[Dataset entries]
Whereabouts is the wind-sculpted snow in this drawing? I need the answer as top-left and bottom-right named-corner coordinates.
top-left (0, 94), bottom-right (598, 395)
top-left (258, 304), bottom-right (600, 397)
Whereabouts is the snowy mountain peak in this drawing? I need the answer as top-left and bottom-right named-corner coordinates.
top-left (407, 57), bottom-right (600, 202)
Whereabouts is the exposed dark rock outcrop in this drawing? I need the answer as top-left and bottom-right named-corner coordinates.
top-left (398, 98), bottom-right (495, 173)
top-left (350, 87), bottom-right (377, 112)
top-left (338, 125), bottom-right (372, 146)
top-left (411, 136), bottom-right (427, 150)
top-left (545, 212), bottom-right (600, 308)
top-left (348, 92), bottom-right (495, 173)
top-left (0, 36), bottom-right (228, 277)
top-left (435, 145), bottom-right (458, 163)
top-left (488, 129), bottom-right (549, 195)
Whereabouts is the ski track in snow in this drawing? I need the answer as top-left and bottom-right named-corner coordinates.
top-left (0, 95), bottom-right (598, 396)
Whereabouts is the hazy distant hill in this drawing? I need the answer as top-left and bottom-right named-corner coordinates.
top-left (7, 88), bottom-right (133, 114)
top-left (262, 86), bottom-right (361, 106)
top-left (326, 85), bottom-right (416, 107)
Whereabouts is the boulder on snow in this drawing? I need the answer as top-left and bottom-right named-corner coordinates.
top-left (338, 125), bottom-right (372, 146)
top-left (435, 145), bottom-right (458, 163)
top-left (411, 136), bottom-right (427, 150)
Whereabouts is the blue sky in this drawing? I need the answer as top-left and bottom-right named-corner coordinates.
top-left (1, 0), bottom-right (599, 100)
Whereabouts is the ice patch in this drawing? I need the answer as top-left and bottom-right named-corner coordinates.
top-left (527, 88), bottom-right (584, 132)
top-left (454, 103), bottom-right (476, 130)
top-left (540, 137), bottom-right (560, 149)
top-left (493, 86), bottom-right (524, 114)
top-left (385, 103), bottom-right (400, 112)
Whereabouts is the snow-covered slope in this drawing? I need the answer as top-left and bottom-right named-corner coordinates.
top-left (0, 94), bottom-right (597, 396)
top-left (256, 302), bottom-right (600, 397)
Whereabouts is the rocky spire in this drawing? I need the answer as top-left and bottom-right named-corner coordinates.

## What this task involves
Each line from the one containing "Whereabouts is the hazy" to the close of the records must appear in the output exactly, and no other line.

## Response
Whereabouts is the hazy distant hill in this drawing? I need the answer as top-left and bottom-right named-corner coordinates.
top-left (7, 88), bottom-right (133, 114)
top-left (262, 86), bottom-right (361, 106)
top-left (326, 85), bottom-right (416, 107)
Whereabouts is the boulder on snow in this drawing? I need the answer as top-left and bottom-right named-corner coordinates.
top-left (338, 125), bottom-right (372, 146)
top-left (435, 145), bottom-right (458, 163)
top-left (411, 136), bottom-right (427, 150)
Whereabouts is the blue sky in this drawing? I need the answer as top-left and bottom-right named-corner coordinates.
top-left (1, 0), bottom-right (599, 100)
Whereabouts is the ice patch in this drawing? I need the answer as top-left and bottom-right named-corner coordinates.
top-left (527, 88), bottom-right (584, 132)
top-left (454, 103), bottom-right (476, 130)
top-left (540, 137), bottom-right (560, 149)
top-left (493, 86), bottom-right (524, 114)
top-left (385, 103), bottom-right (400, 112)
Whereabouts is the snow-covered slope in this drawing? I need the answer as top-left and bottom-right named-corner coordinates.
top-left (0, 94), bottom-right (597, 396)
top-left (256, 302), bottom-right (600, 397)
Whereabouts is the rocky spire in this drawing? I need the answer as top-left and bottom-right named-corner coordinates.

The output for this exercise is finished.